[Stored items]
────
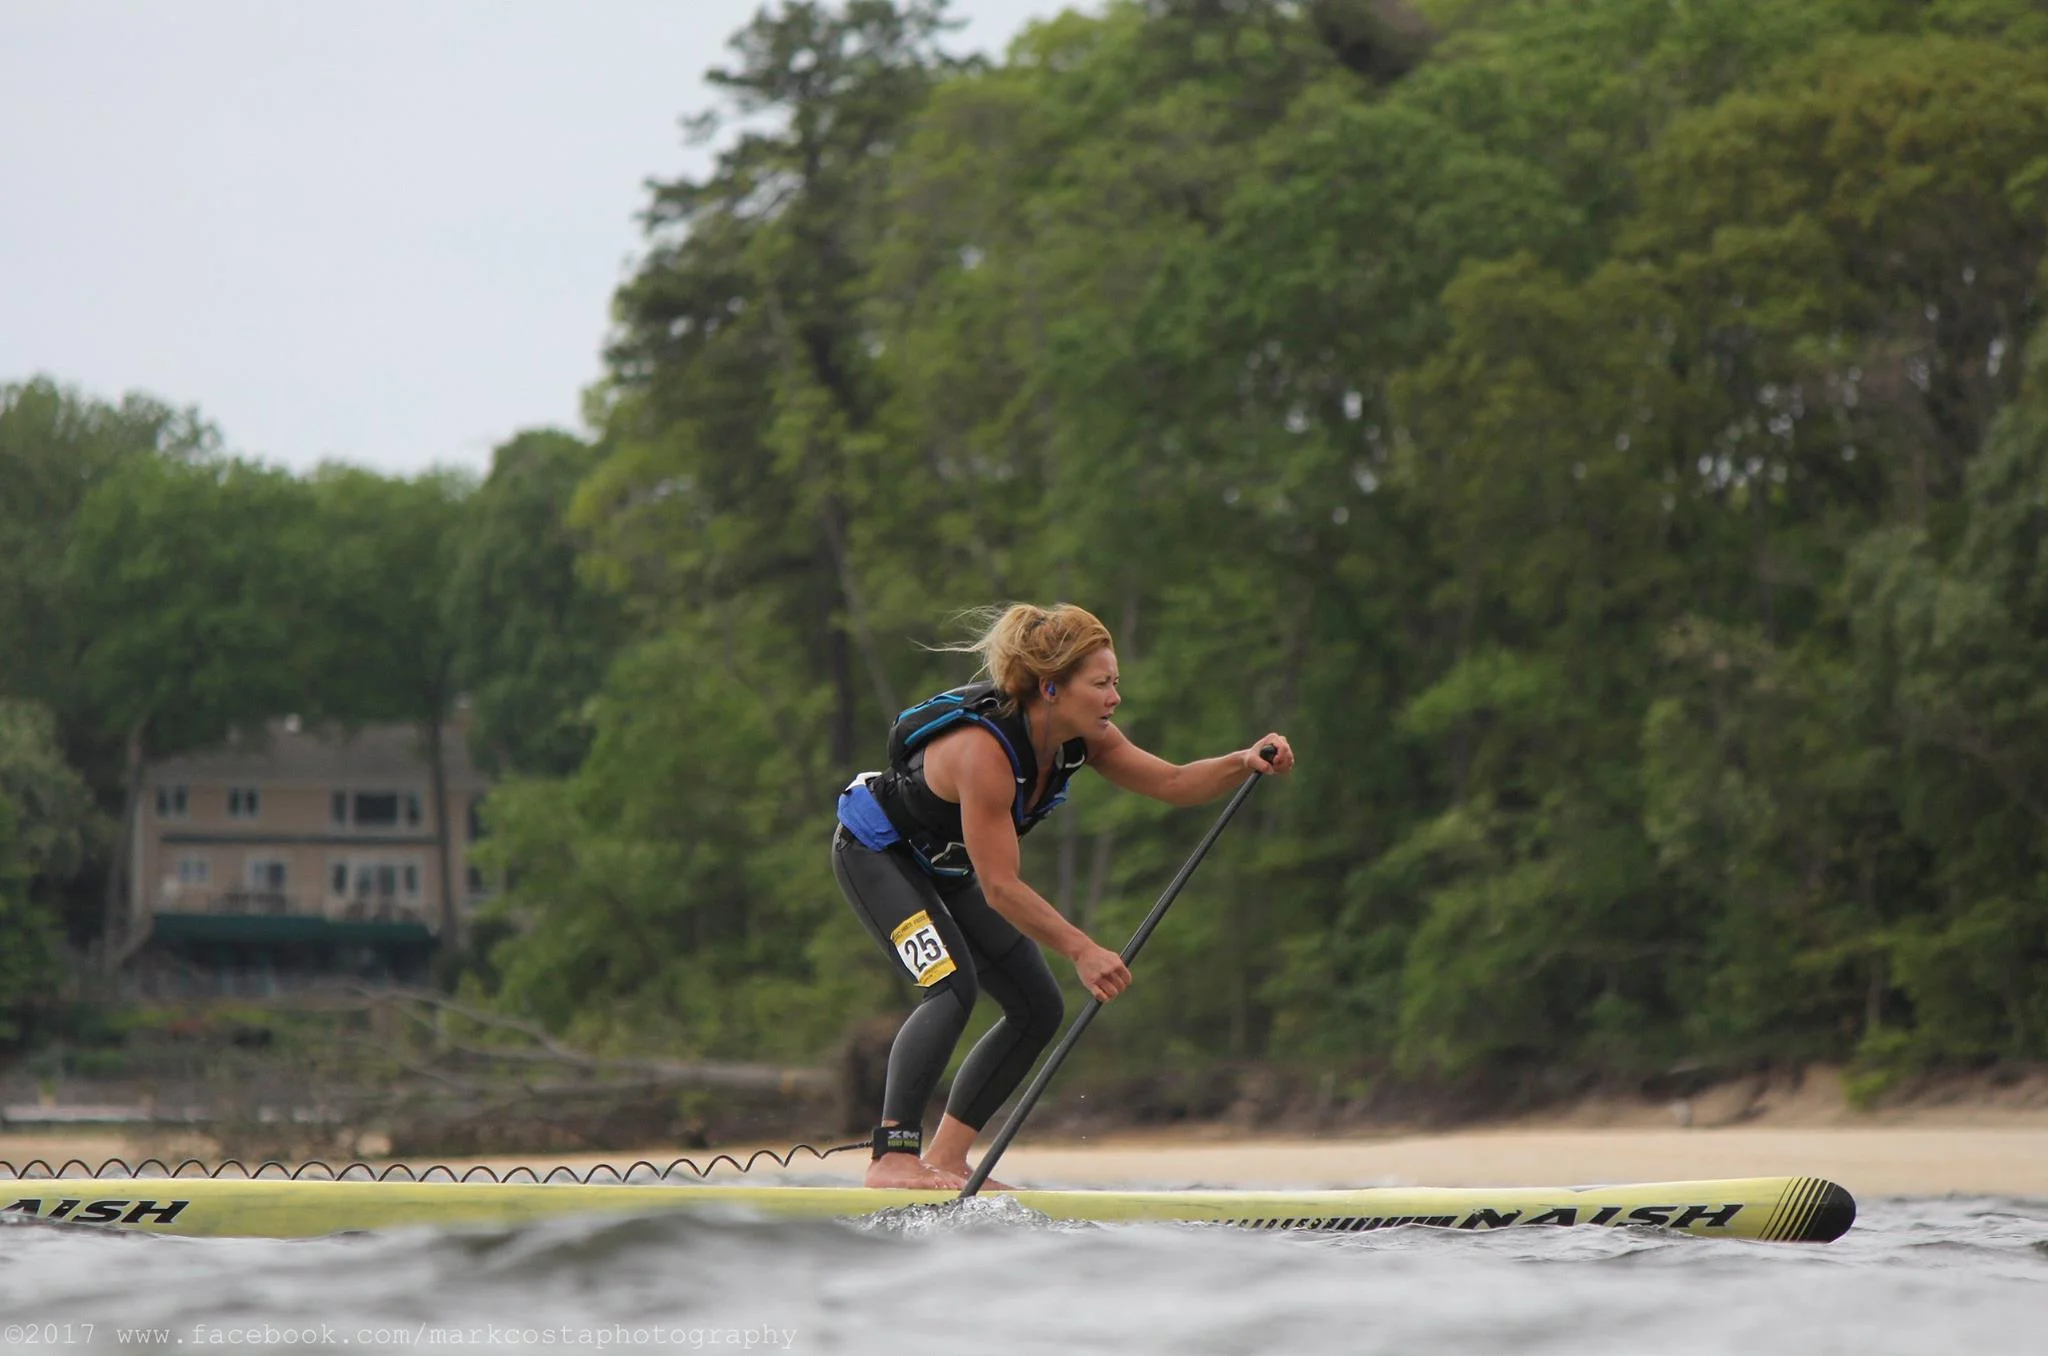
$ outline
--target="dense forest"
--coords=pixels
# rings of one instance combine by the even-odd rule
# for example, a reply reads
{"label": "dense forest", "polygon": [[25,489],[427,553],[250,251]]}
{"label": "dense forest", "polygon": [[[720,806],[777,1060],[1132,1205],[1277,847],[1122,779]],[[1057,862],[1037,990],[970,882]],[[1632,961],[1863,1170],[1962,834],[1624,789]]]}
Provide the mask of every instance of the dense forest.
{"label": "dense forest", "polygon": [[[1301,759],[1091,1048],[2048,1058],[2048,11],[946,23],[740,33],[595,432],[480,483],[5,388],[0,998],[90,946],[138,760],[466,693],[510,888],[449,983],[815,1055],[902,1001],[834,793],[963,609],[1068,599],[1140,744]],[[1205,822],[1085,780],[1026,875],[1115,946]]]}

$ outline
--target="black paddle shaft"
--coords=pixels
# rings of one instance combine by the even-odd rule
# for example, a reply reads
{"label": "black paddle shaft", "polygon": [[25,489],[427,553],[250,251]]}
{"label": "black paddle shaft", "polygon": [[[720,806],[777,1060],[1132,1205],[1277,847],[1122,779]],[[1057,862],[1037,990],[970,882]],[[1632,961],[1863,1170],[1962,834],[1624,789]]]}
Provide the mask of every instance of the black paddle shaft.
{"label": "black paddle shaft", "polygon": [[[1259,749],[1259,756],[1270,763],[1280,756],[1280,750],[1272,744],[1267,744]],[[1145,947],[1145,939],[1152,935],[1152,930],[1159,926],[1159,920],[1166,917],[1167,909],[1172,907],[1174,896],[1188,883],[1188,877],[1195,874],[1195,868],[1202,864],[1202,858],[1209,855],[1210,847],[1222,835],[1223,826],[1230,822],[1231,816],[1237,813],[1237,807],[1244,804],[1245,797],[1251,795],[1252,788],[1259,784],[1259,778],[1264,775],[1262,772],[1254,772],[1246,777],[1244,785],[1238,787],[1237,794],[1230,798],[1230,804],[1223,807],[1223,813],[1209,826],[1209,832],[1202,835],[1202,841],[1195,845],[1194,855],[1182,863],[1172,883],[1166,887],[1166,893],[1159,896],[1159,902],[1152,906],[1152,912],[1145,915],[1145,921],[1138,924],[1138,930],[1132,933],[1131,940],[1124,944],[1125,965],[1138,958],[1138,952]],[[960,1188],[961,1200],[966,1200],[981,1190],[981,1184],[986,1182],[989,1173],[995,1170],[996,1160],[1003,1156],[1003,1150],[1010,1147],[1010,1141],[1017,1138],[1017,1131],[1022,1128],[1024,1118],[1029,1116],[1031,1108],[1038,1104],[1038,1098],[1045,1091],[1045,1085],[1052,1082],[1052,1076],[1059,1072],[1060,1064],[1066,1059],[1067,1052],[1074,1048],[1075,1043],[1081,1039],[1081,1033],[1088,1029],[1088,1023],[1094,1021],[1095,1014],[1100,1011],[1102,1000],[1093,994],[1089,995],[1088,1005],[1081,1009],[1081,1015],[1074,1018],[1074,1024],[1067,1028],[1067,1034],[1060,1038],[1060,1043],[1046,1056],[1045,1063],[1039,1067],[1038,1077],[1032,1079],[1031,1086],[1024,1089],[1024,1096],[1018,1100],[1017,1109],[1003,1122],[1003,1128],[997,1132],[995,1142],[988,1146],[988,1152],[981,1156],[981,1162],[969,1174],[967,1185]]]}

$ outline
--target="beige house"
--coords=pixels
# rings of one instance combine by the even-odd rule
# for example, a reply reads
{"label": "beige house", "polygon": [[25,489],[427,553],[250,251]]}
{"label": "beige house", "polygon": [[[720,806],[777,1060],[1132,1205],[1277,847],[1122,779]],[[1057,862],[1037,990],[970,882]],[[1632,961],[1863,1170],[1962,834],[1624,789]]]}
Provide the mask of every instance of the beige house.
────
◆ ACTION ITEM ◆
None of the pictures should appear; repeat the records exactly otherwise.

◆ WRITTEN ANSWER ◆
$ outline
--target="dense forest"
--coords=pixels
# rings of one instance combine by the even-odd rule
# for example, a reply reads
{"label": "dense forest", "polygon": [[25,489],[427,553],[250,251]]}
{"label": "dense forest", "polygon": [[[720,806],[777,1060],[1132,1205],[1277,847],[1122,779]],[[1057,862],[1037,990],[970,882]],[[1632,961],[1863,1170],[1962,834],[1624,789]]]}
Provide the mask of every instance of the dense forest.
{"label": "dense forest", "polygon": [[[1301,759],[1091,1048],[2048,1058],[2048,11],[946,23],[740,33],[595,432],[480,483],[5,388],[0,998],[90,946],[138,760],[466,693],[510,888],[449,983],[815,1055],[902,1001],[834,793],[963,609],[1068,599],[1140,744]],[[1205,822],[1085,780],[1026,875],[1115,946]]]}

$ outline
--target="black paddle shaft"
--coords=pixels
# rings of one instance combine by the even-odd rule
# for example, a reply reads
{"label": "black paddle shaft", "polygon": [[25,489],[427,553],[250,251]]}
{"label": "black paddle shaft", "polygon": [[[720,806],[777,1060],[1132,1205],[1277,847],[1122,779]],[[1057,862],[1037,990],[970,882]],[[1632,961],[1863,1170],[1962,834],[1624,789]]]}
Provide the mask of every instance of the black paddle shaft.
{"label": "black paddle shaft", "polygon": [[[1259,749],[1259,756],[1270,763],[1280,756],[1280,750],[1272,744],[1267,744]],[[1145,947],[1145,939],[1152,935],[1152,930],[1159,926],[1159,920],[1166,917],[1167,909],[1172,907],[1174,896],[1188,883],[1188,877],[1195,874],[1195,868],[1202,864],[1202,858],[1209,855],[1210,847],[1222,835],[1223,826],[1230,822],[1231,816],[1237,813],[1237,807],[1244,804],[1245,797],[1251,795],[1252,788],[1259,784],[1259,778],[1264,775],[1262,772],[1254,772],[1246,777],[1244,785],[1238,787],[1237,794],[1230,798],[1230,804],[1223,807],[1223,813],[1209,826],[1209,832],[1202,835],[1202,841],[1195,845],[1194,855],[1182,863],[1172,883],[1166,887],[1166,893],[1159,896],[1159,902],[1152,906],[1152,912],[1145,915],[1145,921],[1138,924],[1138,930],[1132,933],[1131,940],[1124,944],[1125,965],[1138,958],[1138,952]],[[960,1188],[961,1200],[966,1200],[981,1190],[981,1184],[986,1182],[989,1173],[995,1170],[996,1160],[1003,1156],[1003,1150],[1010,1147],[1010,1141],[1017,1138],[1017,1131],[1022,1128],[1024,1118],[1029,1116],[1031,1108],[1038,1104],[1038,1098],[1045,1091],[1045,1085],[1052,1082],[1052,1076],[1059,1072],[1060,1064],[1066,1059],[1067,1052],[1074,1048],[1075,1043],[1081,1039],[1081,1033],[1088,1029],[1088,1023],[1094,1021],[1095,1014],[1100,1011],[1102,1000],[1093,994],[1089,995],[1088,1005],[1081,1009],[1081,1015],[1074,1018],[1074,1024],[1067,1028],[1067,1034],[1060,1038],[1060,1043],[1046,1056],[1045,1063],[1039,1067],[1038,1077],[1032,1079],[1031,1086],[1024,1089],[1024,1096],[1018,1100],[1017,1109],[1003,1122],[1003,1128],[997,1132],[995,1142],[988,1146],[988,1152],[981,1156],[981,1162],[969,1174],[967,1185]]]}

$ outline
--target="beige house"
--coords=pixels
# rings of one instance combine by the even-odd rule
# for example, a reply reads
{"label": "beige house", "polygon": [[25,489],[427,553],[250,251]]}
{"label": "beige house", "polygon": [[[720,806],[777,1060],[1132,1205],[1277,847],[1122,779]],[[1057,862],[1037,990],[970,882]],[[1632,961],[1863,1170],[1962,834],[1624,789]]]}
Provide the mask of every instance of the beige house.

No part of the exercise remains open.